#### WORK REQUEST 1
According to the Leukemia Texas post, at which event did Natalie Turner share her and her twin sister's story?
#### WORK REQUEST 2
Reproduce the stretch of the Leukemia Texas post from "We love to share" through "from Christmas break.", word for word.
#### WORK REQUEST 3
List the three fields in which the Leukemia Texas post says Sarah and Natalie were each majoring.

#### PAGE TEXT
Content starts
Happy new year from Leukemia Texas!
We love to share powerful stories from our community and spotlight those individuals who have greatly benefited from our LTX programs. Natalie Turner shared her and her twin sister Sarah’s story with us at the 2023 BeatLeukemia Ball. Below is an edited, shorter version of Natalie’s speech from the Ball.
I will never forget the morning on Jan 12, 2020, when we woke up for church the first Sunday of the Spring 2020 semester. Sarah and I were students at Baylor University. We studied the same thing – both triple majoring in BBF, Accounting, and Spanish, with plans to earn our master’s degrees. It was our sophomore year, and we had just come back from Christmas break.
Sarah was so sick over the break. We had recently taken her to the doctor, if only they had run a CBC. If only they had pursued the symptoms further – before dismissing it as the flu and prescribing Tamiflu. But what primary care doctor could you expect to know the signs of cancer – to know the common symptoms of those diagnosed with leukemia.
This Sunday morning, Sarah had a really high fever. I remember she looked pale and could barely sit up in her bed. I had never been so scared if my life. Sarah, being the resilient, faithful person she was, asked me to take our friends that we had invited to church anyways, and she could stay home if she had to, but I knew she needed to go to the ER.
It wasn’t until about a month later after in and out hospital stays at Providence in Waco that we received the news of the bone marrow biopsy results. Sarah had such confidence even still. There were tears, of course, but she was still smiling. She proceeded to unenroll from Baylor that Spring semester, which she made up for just as quickly over the summer during her stem cell transplant.
That summer of 2020, Sarah underwent a bone marrow transplant. She spent over 30 days in the hospital, but she was able to be cancer free for 6 months. This was an incredible blessing and gift of time God gave us together. Time is precious, not one of us are guaranteed another day, cancer diagnosis or not, and it was great to have that time for more memories and photos.
Content ends
#### DATA EXTRACTS
Content starts
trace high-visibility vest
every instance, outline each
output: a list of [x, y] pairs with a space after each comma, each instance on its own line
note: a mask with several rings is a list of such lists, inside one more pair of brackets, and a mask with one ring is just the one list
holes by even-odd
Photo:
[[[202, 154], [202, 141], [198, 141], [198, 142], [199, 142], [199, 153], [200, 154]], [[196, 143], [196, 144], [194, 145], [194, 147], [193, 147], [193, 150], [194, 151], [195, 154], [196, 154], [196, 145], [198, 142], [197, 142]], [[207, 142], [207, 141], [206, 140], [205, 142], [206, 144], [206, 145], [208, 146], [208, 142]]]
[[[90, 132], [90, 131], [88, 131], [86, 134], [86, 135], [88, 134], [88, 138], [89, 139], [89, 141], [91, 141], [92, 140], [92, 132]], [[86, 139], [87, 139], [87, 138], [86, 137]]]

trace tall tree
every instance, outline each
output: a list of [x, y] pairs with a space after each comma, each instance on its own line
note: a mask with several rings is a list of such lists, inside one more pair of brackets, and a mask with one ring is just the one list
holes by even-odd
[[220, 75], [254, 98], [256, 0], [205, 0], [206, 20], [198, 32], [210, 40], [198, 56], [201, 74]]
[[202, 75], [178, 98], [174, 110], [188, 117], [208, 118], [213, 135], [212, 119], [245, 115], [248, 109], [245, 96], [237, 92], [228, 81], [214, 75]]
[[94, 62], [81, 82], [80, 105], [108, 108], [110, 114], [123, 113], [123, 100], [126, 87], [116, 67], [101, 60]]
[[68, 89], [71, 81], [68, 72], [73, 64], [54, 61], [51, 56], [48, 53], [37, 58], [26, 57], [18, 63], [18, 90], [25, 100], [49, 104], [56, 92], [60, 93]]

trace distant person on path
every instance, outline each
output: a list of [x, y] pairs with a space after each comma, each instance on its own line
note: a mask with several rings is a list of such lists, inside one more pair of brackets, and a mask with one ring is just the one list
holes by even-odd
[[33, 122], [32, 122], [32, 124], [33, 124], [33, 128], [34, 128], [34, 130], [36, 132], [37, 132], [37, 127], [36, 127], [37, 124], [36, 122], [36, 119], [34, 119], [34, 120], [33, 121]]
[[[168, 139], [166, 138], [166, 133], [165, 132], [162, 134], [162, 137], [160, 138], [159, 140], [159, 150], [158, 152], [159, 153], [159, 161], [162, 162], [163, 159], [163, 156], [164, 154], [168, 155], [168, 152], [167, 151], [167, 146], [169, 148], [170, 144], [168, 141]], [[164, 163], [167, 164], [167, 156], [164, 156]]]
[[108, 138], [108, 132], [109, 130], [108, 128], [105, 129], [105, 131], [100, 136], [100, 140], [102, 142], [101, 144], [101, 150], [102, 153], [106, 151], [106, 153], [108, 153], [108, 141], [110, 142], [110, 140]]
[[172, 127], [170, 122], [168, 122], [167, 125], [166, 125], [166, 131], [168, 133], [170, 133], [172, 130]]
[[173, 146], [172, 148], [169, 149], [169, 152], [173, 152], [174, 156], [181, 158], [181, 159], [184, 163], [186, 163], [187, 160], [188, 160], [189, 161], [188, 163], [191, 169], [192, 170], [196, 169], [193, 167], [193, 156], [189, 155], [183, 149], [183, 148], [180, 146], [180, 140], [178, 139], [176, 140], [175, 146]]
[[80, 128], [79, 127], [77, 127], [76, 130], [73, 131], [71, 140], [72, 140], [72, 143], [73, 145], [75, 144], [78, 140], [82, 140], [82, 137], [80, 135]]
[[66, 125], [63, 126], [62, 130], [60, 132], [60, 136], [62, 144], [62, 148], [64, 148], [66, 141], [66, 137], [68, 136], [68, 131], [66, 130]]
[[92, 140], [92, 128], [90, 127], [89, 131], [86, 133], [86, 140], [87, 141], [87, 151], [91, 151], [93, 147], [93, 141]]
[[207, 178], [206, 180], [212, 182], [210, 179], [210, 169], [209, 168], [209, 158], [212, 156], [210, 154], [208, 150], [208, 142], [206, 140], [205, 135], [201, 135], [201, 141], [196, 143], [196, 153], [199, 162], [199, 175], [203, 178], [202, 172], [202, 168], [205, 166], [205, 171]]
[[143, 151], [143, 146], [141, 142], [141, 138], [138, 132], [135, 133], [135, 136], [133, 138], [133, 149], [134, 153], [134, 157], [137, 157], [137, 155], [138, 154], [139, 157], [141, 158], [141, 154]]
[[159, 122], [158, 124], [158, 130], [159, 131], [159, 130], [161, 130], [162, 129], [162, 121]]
Content ends
#### RESPONSE BOX 1
The 2023 BeatLeukemia Ball.

#### RESPONSE BOX 2
We love to share powerful stories from our community and spotlight those individuals who have greatly benefited from our LTX programs. Natalie Turner shared her and her twin sister Sarah’s story with us at the 2023 BeatLeukemia Ball. Below is an edited, shorter version of Natalie’s speech from the Ball.
I will never forget the morning on Jan 12, 2020, when we woke up for church the first Sunday of the Spring 2020 semester. Sarah and I were students at Baylor University. We studied the same thing – both triple majoring in BBF, Accounting, and Spanish, with plans to earn our master’s degrees. It was our sophomore year, and we had just come back from Christmas break.

#### RESPONSE BOX 3
BBF, Accounting, Spanish